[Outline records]
----

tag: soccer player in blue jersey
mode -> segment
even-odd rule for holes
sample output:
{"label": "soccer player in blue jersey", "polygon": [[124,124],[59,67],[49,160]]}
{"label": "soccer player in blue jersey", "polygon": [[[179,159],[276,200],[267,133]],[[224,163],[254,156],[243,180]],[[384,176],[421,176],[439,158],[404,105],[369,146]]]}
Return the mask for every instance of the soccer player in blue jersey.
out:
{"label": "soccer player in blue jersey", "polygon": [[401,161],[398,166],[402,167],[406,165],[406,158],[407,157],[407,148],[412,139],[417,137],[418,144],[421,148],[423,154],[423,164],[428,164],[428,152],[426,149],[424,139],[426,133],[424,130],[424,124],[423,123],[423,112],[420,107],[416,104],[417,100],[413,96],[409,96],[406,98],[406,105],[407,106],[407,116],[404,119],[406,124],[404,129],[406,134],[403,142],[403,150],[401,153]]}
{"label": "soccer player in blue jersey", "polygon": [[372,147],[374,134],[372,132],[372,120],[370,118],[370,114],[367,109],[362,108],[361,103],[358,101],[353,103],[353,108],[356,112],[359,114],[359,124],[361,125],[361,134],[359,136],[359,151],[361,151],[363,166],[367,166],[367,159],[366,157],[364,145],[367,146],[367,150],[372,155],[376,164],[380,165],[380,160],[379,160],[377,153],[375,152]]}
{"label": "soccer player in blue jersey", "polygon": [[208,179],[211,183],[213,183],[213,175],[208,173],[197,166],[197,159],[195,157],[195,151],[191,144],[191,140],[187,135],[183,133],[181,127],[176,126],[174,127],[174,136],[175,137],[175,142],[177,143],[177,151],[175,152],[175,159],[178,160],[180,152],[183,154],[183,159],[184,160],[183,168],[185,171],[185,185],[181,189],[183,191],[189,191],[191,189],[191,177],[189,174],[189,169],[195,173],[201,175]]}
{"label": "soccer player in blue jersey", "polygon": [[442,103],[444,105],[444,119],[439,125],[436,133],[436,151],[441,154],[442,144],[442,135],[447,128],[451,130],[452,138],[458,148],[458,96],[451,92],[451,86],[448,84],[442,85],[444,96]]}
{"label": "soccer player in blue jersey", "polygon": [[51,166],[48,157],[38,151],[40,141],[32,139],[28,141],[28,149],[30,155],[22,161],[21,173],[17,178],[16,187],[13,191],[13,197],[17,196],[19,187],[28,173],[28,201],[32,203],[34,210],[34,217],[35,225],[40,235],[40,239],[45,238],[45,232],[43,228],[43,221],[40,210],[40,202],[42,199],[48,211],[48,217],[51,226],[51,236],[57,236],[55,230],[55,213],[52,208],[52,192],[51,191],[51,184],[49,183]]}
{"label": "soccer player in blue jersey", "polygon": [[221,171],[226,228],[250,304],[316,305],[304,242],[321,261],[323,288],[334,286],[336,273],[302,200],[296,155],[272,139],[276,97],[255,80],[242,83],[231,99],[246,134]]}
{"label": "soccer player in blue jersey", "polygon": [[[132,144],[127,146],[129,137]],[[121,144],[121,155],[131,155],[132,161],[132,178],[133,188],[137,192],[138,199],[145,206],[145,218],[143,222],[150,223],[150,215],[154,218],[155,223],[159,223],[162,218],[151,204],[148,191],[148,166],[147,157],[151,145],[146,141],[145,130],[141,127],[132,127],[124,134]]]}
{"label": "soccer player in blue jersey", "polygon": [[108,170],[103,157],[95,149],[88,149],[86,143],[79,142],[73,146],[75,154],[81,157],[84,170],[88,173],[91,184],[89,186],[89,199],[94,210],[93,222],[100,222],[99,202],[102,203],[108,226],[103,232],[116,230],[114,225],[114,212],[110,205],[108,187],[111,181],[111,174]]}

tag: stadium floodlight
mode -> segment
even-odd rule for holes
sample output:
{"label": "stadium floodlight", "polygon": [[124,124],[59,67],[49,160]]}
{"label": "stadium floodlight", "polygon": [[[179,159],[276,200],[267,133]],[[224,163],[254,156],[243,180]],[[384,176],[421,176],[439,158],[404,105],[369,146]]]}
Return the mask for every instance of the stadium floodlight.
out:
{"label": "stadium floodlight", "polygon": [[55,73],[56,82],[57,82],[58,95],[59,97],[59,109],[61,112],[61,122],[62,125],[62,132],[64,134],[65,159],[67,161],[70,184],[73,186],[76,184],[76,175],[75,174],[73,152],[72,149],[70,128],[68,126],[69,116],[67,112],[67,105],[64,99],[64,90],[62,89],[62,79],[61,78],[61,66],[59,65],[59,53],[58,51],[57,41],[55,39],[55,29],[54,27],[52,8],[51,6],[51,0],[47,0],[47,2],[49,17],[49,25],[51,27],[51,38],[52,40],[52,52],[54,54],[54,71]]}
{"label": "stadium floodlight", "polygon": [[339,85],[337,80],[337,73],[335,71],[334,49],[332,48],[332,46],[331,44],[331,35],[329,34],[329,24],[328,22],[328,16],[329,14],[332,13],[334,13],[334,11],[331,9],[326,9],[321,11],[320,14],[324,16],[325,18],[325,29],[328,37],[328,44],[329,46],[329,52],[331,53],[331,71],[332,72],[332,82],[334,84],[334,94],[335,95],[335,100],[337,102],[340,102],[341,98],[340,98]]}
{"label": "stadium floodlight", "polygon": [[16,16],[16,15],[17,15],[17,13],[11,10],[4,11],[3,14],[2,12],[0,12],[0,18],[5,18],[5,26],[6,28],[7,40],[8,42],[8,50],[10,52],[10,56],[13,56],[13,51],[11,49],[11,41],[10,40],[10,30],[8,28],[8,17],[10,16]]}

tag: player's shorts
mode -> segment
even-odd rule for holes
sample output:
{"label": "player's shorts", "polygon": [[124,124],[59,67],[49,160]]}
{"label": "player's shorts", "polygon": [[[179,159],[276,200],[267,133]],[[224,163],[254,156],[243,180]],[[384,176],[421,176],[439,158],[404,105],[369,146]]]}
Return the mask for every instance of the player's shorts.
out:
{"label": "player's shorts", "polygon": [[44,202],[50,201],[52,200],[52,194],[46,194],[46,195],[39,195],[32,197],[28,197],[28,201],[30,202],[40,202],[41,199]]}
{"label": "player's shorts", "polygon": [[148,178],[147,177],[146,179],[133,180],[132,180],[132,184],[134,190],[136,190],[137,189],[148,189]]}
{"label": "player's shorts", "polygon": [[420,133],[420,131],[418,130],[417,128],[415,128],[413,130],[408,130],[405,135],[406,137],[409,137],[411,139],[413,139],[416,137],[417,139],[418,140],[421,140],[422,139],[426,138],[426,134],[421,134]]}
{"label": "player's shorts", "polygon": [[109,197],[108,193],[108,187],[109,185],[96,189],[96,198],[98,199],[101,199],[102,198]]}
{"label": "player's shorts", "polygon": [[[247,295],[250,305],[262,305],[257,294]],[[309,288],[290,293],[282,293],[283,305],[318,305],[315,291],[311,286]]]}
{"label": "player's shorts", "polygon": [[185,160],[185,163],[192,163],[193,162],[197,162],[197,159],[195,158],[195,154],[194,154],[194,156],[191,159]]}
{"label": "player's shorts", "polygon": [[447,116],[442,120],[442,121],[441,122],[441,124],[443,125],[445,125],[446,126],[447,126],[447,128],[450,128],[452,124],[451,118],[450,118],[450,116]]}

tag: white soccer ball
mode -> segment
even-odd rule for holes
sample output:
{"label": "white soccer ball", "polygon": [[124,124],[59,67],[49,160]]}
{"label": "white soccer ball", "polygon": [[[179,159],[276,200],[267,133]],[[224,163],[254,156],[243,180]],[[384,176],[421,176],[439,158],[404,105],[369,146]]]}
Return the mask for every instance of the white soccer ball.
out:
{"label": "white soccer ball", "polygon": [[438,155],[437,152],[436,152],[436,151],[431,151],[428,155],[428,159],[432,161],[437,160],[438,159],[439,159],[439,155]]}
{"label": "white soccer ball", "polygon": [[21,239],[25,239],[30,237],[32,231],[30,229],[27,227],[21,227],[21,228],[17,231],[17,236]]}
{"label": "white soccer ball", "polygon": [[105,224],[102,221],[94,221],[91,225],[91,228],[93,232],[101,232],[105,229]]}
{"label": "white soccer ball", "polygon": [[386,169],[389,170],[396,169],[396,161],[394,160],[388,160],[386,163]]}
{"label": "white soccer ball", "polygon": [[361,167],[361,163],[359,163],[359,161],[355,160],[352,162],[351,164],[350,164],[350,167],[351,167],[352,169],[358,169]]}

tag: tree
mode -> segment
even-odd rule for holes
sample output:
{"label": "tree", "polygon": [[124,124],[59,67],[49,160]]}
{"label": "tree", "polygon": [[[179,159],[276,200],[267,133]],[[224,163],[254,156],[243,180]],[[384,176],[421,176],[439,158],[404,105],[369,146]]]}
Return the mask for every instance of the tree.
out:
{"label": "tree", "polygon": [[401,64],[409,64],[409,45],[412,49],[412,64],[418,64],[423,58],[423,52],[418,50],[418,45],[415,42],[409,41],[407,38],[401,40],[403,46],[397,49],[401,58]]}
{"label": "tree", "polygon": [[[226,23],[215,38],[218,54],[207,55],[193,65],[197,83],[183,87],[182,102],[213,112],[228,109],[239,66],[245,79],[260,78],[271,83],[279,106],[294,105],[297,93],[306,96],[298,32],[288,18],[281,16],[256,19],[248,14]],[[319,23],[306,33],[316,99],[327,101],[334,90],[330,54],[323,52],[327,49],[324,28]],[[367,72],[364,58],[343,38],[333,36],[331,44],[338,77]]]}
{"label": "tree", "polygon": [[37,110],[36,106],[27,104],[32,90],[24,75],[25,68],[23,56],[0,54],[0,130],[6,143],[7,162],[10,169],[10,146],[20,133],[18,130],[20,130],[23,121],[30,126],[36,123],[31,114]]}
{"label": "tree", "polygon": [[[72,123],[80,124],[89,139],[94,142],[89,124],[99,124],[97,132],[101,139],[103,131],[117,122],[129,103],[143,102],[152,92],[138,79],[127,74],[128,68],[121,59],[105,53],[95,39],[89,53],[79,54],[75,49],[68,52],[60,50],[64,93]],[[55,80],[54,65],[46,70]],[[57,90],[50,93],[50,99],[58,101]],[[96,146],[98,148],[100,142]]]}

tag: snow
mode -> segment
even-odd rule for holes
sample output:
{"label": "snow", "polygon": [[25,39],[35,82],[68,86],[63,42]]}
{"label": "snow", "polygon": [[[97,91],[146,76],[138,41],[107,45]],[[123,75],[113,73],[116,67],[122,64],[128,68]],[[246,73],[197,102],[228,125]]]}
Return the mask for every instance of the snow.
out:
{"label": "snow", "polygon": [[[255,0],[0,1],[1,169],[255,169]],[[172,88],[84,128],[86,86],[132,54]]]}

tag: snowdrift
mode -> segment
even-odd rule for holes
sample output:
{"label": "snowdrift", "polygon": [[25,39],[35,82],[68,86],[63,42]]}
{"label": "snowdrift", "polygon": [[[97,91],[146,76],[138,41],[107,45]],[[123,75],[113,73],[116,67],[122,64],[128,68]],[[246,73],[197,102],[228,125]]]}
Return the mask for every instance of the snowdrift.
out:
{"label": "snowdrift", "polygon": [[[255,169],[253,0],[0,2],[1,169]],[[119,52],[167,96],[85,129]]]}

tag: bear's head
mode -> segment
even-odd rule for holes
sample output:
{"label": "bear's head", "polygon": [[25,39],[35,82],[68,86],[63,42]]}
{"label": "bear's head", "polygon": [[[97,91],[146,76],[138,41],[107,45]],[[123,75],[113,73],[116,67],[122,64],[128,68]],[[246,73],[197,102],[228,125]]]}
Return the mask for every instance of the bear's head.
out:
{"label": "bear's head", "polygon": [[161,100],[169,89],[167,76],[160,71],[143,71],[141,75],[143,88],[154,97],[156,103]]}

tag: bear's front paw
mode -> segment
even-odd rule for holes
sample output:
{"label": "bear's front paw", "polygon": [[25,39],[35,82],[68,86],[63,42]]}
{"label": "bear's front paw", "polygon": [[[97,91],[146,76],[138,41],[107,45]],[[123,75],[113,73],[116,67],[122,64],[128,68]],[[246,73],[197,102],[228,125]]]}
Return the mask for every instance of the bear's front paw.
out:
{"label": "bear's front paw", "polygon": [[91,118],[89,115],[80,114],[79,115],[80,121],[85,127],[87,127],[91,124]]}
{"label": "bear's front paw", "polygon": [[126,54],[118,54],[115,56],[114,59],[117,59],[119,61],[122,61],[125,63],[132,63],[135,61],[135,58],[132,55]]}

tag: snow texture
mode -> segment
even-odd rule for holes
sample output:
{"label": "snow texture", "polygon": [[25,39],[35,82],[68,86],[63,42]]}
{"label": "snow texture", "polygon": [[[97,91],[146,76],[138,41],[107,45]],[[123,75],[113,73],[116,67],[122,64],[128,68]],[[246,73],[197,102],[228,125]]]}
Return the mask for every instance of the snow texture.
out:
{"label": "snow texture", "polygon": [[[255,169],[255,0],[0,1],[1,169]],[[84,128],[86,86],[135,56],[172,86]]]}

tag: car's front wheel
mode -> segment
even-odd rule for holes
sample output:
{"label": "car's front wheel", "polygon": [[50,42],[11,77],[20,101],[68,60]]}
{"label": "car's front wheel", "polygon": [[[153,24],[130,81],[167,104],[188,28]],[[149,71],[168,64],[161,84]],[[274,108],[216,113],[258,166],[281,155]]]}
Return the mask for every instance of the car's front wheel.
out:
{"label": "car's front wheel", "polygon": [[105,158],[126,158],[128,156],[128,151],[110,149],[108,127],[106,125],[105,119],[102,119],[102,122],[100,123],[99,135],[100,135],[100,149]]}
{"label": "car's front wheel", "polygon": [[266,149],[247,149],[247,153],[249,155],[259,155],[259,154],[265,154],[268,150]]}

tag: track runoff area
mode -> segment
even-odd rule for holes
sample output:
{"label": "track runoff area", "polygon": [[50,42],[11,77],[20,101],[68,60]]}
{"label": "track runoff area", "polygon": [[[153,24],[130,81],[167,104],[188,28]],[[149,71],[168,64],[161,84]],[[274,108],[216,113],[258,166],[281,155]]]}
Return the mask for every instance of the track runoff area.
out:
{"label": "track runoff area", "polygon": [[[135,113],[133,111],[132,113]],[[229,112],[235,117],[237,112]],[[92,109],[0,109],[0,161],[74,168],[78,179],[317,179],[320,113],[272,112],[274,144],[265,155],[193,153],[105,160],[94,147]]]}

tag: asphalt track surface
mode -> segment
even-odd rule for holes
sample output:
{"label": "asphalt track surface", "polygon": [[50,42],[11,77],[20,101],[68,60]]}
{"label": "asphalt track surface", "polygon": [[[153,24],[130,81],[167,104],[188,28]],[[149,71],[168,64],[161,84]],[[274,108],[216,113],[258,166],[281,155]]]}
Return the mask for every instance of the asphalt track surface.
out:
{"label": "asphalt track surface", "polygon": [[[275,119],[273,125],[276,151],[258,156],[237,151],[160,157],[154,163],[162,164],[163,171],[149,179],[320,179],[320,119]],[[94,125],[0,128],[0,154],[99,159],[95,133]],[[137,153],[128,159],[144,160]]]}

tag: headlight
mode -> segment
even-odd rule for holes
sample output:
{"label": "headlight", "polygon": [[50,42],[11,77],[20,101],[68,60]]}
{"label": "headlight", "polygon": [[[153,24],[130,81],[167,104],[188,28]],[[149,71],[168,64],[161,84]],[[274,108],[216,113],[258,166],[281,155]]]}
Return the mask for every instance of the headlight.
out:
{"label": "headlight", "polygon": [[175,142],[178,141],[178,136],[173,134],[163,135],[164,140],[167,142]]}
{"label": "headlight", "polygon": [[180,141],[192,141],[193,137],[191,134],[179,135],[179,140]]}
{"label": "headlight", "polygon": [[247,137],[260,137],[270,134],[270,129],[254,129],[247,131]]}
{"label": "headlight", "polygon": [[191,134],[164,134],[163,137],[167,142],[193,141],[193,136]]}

----

Quote the lines of the listing above that run from the line with "tag: track runoff area" through its last line, both included, and nothing else.

_Finished task_.
tag: track runoff area
mode -> segment
even-odd rule for holes
sample output:
{"label": "track runoff area", "polygon": [[50,42],[11,77],[20,101],[68,60]]}
{"label": "track runoff area", "polygon": [[[153,24],[130,81],[167,104],[188,28]],[[149,71],[168,64],[161,84]],[[274,108],[216,113],[258,166],[281,155]]]}
Return the mask for every instance of the track runoff area.
out:
{"label": "track runoff area", "polygon": [[[135,113],[133,111],[132,113]],[[229,112],[235,117],[237,112]],[[92,109],[0,109],[0,161],[74,168],[78,179],[317,179],[320,113],[272,112],[274,144],[265,155],[193,153],[105,160],[94,147]]]}

tag: asphalt track surface
mode -> segment
even-odd rule for holes
sample output:
{"label": "asphalt track surface", "polygon": [[50,42],[11,77],[20,101],[68,60]]}
{"label": "asphalt track surface", "polygon": [[[153,24],[130,81],[167,104],[188,28]],[[149,71],[168,64],[161,84]],[[274,108],[216,113],[258,166],[281,155]]]}
Return the mask for every instance of the asphalt track surface.
out:
{"label": "asphalt track surface", "polygon": [[[275,119],[273,125],[276,151],[258,156],[237,151],[160,157],[154,163],[162,164],[163,171],[149,179],[320,179],[320,119]],[[94,125],[0,128],[0,154],[99,159],[95,133]],[[137,153],[128,159],[144,160]]]}

tag: headlight
mode -> segment
even-odd rule for holes
sample output:
{"label": "headlight", "polygon": [[50,42],[11,77],[20,101],[68,60]]}
{"label": "headlight", "polygon": [[[153,24],[130,81],[167,104],[188,28]],[[149,71],[168,64],[161,84]],[[274,108],[216,113],[258,166],[281,155]]]}
Return the mask for every instance of the headlight.
out:
{"label": "headlight", "polygon": [[175,142],[178,141],[178,136],[173,134],[163,135],[164,140],[167,142]]}
{"label": "headlight", "polygon": [[180,141],[192,141],[193,137],[191,134],[179,135],[179,140]]}
{"label": "headlight", "polygon": [[247,137],[260,137],[270,134],[270,129],[254,129],[247,131]]}
{"label": "headlight", "polygon": [[191,134],[164,134],[163,137],[167,142],[193,141],[193,136]]}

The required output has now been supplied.